* _Brief 1_: According to the opinion excerpt on seaman status, on what date was Hammett injured aboard the West Sirius?

* _Quoted passage_:
▽

Hammett clearly meets the first Chandris prong. Hammett prepared food, which other workers aboard the West Sirius needed as sustenance. Thus, his food preparation duties sustained the labor force that manned the drilling unit and allowed it to accomplish its mission. See Chandris, 515 U.S. at 368 ("All who work at sea in the service of a ship are eligible for seaman status.") (internal quotations and emphasis removed).

The second Chandris prong requires Hammett to demonstrate a connection to a vessel or an identifiable group of vessels that is substantial in duration and in nature. In determining whether Hammett meets this prong, the Court considers the amount of time Hammett spent working for Sodexo aboard vessels to ascertain whether he meets the jurisprudential 30% threshold. Hammett worked for Sodexo in a number of different settings—on vessels, platforms, and land. Hammett references select portions of his deposition testimony and his own affidavit to assert that he has worked aboard a number of vessels in navigation. However, a group of vessels is not an "identifiable group" for purposes of seaman status merely because the employee works on a number of different vessels; rather, the requisite nexus is common ownership or control. Harbor Tug and Barge Co. v. Papai, 520 U.S. 548, 557 (1997). The parties appear not to dispute that the only vessels on which Hammett worked during the relevant time period were the Achiever, the Otto Candies, and the West Sirius—none of which was allegedly subject to common ownership or control. Therefore, for his seaman-based claims to survive summary judgment, Hammett must raise a genuine issue of material fact as to whether he has a substantial connection to one of these three vessels.

See Chandris, 515 U.S. at 371 ("Generally, the Fifth Circuit seems to have identified an appropriate rule of thumb for the ordinary case: A worker who spends less than about 30 percent of his time in the service of a vessel in navigation should not qualify as a seaman under the Jones Act.").

The duration of Hammett's connection with each vessel is determined in reference to his entire employment with Sodexo. This includes Hammett's post-accident employment experience. Hammett could not recall precisely when he started working for Sodexo, though it was suggested his employment began as early as October 2008. Rec. Doc. 28-2, at 5. Accepting October 2008 as Hammett's Sodexo start date for summary judgment purposes, his injury aboard the West Sirius occurred about 26 months later, on December 3, 2010.

See Barrett v. Chevron, U.S.A., Inc., 781 F.2d 1067, 1075 (5th Cir. 1986) (concluding that where "the employee's regularly assigned duties require him to divide his time between vessel and land (or platform)" and his employment duties did not significantly change during his employment, "his status as a crew member is determined 'in the context of his entire employment' with his current employer"). Hammett's employment duties as a food preparer did not significantly change during the 26 months preceding the accident. Therefore, in addressing the 30% threshold, consideration of the entire 26 months preceding the December 3, 2010 accident is appropriate.

△

* _Items_:
▽

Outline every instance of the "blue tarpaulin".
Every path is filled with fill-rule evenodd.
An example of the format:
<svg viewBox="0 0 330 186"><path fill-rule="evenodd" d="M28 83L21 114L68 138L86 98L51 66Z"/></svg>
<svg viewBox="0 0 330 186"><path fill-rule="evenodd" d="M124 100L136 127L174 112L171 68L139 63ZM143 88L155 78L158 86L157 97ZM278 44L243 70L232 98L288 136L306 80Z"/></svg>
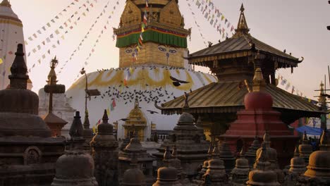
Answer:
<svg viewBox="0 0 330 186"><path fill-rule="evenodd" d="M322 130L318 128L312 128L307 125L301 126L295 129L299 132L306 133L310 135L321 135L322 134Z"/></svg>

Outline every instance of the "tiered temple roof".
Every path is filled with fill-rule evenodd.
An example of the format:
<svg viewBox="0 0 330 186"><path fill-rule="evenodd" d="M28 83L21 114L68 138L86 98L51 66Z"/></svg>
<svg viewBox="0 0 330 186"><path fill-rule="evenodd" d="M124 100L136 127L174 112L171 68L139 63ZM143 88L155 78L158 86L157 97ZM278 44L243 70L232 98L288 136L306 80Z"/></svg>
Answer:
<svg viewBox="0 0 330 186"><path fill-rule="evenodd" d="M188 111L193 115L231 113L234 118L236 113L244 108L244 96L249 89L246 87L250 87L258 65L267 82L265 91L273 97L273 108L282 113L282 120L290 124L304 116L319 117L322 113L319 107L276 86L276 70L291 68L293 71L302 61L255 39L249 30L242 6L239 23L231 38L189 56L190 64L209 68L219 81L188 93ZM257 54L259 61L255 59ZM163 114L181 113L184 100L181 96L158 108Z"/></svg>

△

* _Brief 2_: Repeat the rows word for word, from the first line of the rows up to and including the line that contains "130L318 128L312 128L307", and leave the pictures out.

* _Worked solution 1_: December 3, 2010.

* _Worked solution 2_:
Outline every instance of the "blue tarpaulin".
Every path is filled with fill-rule evenodd.
An example of the format:
<svg viewBox="0 0 330 186"><path fill-rule="evenodd" d="M28 83L21 114L68 138L86 98L51 66Z"/></svg>
<svg viewBox="0 0 330 186"><path fill-rule="evenodd" d="M124 100L136 127L174 112L171 68L139 63ZM143 88L155 78L158 86L157 97ZM278 44L243 70L232 98L288 136L306 80Z"/></svg>
Answer:
<svg viewBox="0 0 330 186"><path fill-rule="evenodd" d="M322 130L318 128L312 128L307 125L301 126L295 129L299 132L306 133L310 135L321 135L322 134Z"/></svg>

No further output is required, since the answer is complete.